What you will do>
From the data below, pick out each line that contains the word "white" and copy those lines unchanged.

::::::::

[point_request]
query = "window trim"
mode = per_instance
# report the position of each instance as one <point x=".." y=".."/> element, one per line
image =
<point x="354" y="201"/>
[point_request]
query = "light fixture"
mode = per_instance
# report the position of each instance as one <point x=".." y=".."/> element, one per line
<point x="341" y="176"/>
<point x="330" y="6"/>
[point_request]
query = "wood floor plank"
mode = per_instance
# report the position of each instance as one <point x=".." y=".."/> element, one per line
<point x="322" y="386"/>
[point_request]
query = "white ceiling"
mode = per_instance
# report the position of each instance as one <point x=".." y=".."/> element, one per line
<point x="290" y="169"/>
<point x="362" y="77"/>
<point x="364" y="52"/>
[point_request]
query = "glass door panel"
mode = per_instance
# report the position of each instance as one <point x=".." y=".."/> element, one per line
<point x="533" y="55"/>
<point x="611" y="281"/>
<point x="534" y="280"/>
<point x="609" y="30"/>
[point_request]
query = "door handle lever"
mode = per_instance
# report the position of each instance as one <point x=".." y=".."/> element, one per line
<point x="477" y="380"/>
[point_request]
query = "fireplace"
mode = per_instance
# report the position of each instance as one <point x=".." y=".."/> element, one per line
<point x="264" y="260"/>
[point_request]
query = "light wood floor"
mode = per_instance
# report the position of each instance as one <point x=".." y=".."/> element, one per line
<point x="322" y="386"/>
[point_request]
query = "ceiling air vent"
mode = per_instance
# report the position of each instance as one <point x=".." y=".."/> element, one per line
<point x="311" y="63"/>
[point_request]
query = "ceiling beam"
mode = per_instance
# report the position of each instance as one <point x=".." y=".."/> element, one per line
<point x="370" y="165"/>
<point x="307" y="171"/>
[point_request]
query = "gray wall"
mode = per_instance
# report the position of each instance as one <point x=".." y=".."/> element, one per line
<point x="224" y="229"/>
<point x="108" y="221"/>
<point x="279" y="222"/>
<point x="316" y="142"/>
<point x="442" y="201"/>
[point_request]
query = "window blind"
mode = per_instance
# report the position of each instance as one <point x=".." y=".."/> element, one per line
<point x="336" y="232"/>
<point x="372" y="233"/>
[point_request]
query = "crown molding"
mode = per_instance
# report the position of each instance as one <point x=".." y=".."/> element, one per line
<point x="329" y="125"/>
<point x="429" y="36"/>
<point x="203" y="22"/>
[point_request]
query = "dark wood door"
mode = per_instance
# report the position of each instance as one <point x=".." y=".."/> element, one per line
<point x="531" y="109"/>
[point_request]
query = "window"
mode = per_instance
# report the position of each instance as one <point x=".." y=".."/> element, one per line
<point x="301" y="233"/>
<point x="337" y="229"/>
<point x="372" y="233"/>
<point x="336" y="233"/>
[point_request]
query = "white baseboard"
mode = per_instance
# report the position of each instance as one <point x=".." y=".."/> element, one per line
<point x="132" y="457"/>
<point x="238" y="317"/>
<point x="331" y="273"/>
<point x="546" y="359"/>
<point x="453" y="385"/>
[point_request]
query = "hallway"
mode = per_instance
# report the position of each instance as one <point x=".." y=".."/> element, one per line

::::::::

Solution to this problem>
query = "white ceiling"
query = "white baseboard"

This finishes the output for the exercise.